◆ Quoted passage ◆

It took me three tries to become an Honi editor. After a series of trials, resulting in errors, it turned out that all it would take was a one line text:
Hey Veronica! Would you be interested in joining an Honi ticket I’m on!?
As I lay on the floor of the Langford Office, I am in disbelief that more than a year has passed since I received this message. I remember the exact moment I saw the notification. I was pacing my office at work trying to figure out how to respond in a way that would show my genuine interest whilst balancing it with showing the right amount of due diligence.
I settled for asking who else was on the ticket so far — I only know most of their names from seeing them in the paper each week. Now I look around the office that we’ve shared all year and try to memorise every corner of it, trying to create a version of it in my mind. The posters we’ve added to the walls, the trinkets we’ve collected, even the whiteboards that stored our pagination. I am pulled from my observations by hearing the laughter of the other editors walking down the hallway. Just as quickly as they start, they are replaced by screams, as another editor jumps out at them — don’t worry, everyone is okay. They have been the soundtrack of my year.

◆ Given instruction 1 ◆
List the items in the office that the text about becoming an Honi editor names as the narrator looks around it.

Source data:
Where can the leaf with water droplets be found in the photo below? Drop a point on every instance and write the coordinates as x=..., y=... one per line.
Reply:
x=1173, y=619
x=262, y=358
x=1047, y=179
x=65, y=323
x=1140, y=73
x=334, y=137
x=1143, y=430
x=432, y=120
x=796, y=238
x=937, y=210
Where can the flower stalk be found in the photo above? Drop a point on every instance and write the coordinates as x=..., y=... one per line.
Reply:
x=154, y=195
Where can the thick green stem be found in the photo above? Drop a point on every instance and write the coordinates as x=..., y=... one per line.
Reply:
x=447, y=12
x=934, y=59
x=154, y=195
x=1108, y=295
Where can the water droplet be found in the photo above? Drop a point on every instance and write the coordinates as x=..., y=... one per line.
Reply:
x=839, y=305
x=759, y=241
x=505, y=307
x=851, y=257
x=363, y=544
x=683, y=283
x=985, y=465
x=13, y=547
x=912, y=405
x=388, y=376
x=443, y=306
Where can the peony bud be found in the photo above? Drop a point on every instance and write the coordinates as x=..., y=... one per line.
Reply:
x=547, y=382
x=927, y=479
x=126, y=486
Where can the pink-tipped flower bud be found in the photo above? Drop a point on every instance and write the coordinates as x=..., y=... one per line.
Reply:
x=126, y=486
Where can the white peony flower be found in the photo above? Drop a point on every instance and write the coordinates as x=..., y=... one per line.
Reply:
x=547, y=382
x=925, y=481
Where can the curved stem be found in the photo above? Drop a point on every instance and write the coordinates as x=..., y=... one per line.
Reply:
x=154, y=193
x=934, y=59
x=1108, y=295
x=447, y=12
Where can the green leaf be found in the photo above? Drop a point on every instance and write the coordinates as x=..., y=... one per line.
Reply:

◆ Given instruction 2 ◆
Output, as a numbered list without blank lines, the lines of the records from the line with "Where can the green" through the end of the records.

◆ Exercise output 1 ◆
- Posters
- Trinkets
- Whiteboards

◆ Exercise output 2 ◆
1. Where can the green leaf be found in the photo above? Drop a point on every instance and write the coordinates as x=..., y=... one per line.
2. Reply:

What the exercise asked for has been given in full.